» **AIM OF THE EXERCISE**: The lines from the start of the data through the line containing "Write each point like <point>53,297</point>." are to be reproduced exactly, both ends included.

[Point localization data]

···

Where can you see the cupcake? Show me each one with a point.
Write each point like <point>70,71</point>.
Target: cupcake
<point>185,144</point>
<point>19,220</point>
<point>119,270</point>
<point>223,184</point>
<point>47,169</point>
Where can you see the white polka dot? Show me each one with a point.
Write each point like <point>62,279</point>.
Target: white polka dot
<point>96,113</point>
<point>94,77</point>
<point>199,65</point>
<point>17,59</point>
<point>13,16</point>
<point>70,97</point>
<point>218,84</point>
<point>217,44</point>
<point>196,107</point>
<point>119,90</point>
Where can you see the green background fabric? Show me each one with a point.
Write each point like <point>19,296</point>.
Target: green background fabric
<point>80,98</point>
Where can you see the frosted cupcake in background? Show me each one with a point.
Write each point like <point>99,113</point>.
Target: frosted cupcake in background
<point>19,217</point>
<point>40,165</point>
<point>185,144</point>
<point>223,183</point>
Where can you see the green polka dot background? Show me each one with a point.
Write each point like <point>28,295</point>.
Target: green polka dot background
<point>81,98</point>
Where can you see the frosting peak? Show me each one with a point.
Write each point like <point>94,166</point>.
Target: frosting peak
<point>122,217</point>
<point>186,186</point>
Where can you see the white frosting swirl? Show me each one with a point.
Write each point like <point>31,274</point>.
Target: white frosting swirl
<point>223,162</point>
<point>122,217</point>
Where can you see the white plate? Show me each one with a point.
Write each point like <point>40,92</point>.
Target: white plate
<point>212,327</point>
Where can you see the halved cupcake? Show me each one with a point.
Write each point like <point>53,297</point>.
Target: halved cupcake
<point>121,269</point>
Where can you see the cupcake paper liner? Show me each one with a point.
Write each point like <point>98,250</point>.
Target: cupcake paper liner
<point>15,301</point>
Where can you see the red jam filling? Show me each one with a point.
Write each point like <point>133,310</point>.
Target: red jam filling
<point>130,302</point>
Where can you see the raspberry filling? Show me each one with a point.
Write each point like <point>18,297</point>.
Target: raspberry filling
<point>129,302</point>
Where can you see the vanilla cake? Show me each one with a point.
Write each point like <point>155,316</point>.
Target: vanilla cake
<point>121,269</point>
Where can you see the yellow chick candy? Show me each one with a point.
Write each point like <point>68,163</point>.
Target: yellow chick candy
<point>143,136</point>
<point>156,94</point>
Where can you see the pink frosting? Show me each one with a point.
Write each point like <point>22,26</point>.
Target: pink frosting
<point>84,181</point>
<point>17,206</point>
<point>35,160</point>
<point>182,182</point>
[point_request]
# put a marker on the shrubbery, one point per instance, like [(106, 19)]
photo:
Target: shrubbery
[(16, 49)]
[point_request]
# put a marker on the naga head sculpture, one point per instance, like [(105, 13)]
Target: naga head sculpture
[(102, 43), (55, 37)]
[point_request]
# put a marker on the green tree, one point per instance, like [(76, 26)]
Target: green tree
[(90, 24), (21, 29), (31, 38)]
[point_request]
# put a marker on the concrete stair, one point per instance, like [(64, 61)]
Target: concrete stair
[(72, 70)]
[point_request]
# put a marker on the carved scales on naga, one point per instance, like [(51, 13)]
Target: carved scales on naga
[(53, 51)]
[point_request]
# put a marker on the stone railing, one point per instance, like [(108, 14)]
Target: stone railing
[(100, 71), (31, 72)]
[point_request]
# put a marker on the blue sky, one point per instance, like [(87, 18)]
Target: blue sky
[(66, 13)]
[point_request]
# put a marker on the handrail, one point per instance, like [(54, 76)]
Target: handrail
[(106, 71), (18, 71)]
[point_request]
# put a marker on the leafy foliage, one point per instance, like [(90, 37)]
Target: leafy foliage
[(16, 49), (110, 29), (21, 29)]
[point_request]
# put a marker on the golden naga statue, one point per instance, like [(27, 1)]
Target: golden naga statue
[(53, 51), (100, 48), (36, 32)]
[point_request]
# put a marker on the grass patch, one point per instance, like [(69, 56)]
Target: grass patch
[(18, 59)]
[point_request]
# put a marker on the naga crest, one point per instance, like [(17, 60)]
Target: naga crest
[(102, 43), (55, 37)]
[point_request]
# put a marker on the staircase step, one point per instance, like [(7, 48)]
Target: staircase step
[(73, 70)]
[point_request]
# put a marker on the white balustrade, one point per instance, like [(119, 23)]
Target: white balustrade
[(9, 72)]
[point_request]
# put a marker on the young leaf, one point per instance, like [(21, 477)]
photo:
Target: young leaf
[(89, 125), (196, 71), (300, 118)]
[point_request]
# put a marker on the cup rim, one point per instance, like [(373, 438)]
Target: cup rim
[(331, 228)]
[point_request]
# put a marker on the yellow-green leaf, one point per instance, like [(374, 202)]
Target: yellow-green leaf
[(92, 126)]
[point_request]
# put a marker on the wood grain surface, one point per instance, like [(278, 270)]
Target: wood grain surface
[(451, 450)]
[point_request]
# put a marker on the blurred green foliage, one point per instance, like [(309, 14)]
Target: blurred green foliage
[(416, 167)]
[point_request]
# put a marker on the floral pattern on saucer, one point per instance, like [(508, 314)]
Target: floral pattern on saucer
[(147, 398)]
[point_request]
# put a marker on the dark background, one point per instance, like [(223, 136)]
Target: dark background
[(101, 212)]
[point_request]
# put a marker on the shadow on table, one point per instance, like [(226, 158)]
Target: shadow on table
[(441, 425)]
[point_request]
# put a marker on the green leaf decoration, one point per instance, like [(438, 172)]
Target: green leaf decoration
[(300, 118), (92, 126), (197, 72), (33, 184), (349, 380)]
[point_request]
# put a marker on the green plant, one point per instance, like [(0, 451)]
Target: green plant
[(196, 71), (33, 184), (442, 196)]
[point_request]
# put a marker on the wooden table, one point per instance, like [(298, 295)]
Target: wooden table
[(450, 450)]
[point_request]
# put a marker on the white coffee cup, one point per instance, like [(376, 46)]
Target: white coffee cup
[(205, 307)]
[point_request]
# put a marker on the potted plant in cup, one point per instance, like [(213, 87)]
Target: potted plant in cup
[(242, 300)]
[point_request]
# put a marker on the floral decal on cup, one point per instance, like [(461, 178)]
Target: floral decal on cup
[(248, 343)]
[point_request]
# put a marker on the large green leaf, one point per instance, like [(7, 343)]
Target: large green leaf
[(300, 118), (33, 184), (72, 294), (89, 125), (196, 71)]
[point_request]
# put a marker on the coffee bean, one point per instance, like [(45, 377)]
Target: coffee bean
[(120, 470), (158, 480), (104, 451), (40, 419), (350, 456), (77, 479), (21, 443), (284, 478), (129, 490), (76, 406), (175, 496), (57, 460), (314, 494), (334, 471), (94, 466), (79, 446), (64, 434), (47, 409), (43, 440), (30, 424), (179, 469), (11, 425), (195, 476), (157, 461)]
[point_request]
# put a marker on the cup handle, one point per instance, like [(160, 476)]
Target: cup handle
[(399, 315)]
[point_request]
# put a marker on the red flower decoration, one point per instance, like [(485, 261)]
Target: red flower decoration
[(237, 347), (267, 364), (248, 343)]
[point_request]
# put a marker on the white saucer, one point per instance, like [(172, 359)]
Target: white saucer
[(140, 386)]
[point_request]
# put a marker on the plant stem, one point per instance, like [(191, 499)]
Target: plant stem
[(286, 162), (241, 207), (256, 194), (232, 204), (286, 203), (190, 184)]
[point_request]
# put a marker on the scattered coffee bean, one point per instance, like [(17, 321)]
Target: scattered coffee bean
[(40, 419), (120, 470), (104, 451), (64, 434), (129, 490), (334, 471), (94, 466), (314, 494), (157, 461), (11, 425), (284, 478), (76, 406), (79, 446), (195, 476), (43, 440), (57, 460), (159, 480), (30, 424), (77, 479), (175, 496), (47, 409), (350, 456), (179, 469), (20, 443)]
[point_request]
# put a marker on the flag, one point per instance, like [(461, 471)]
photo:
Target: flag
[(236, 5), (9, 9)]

···

» **RESPONSE AREA**:
Where can you see the cupcake? Show me each one with a point.
Write each point like <point>70,71</point>.
Target: cupcake
<point>185,144</point>
<point>19,220</point>
<point>119,270</point>
<point>223,184</point>
<point>47,169</point>
Where can you see the white polka dot? Show me each one with a point.
Write each point like <point>62,279</point>.
Target: white polka dot
<point>96,113</point>
<point>94,77</point>
<point>199,65</point>
<point>17,59</point>
<point>13,16</point>
<point>70,97</point>
<point>218,84</point>
<point>217,44</point>
<point>196,107</point>
<point>119,90</point>
Where can you see the green background fabric? Show me each one with a point.
Write each point like <point>19,296</point>.
Target: green background fabric
<point>80,98</point>
Where can you see the frosted cupcake in background? Show me each one with a point.
Write each point like <point>99,113</point>.
Target: frosted cupcake in background
<point>19,217</point>
<point>40,165</point>
<point>185,144</point>
<point>223,183</point>
Where can you see the green polka dot background? Show me each one with a point.
Write each point like <point>28,295</point>.
Target: green polka dot background
<point>81,98</point>
Where can you see the frosting peak? Show me each one with a point.
Write each point like <point>94,166</point>.
Target: frosting peak
<point>122,217</point>
<point>186,186</point>
Where can you see the white frosting swirl? Show me each one with a point.
Write each point like <point>31,274</point>.
Target: white frosting swirl
<point>223,162</point>
<point>122,217</point>
Where can you see the white plate? Show me each one with a point.
Write each point like <point>40,92</point>.
Target: white plate
<point>212,327</point>
Where can you see the halved cupcake? Show me each one with a point.
Write each point like <point>53,297</point>.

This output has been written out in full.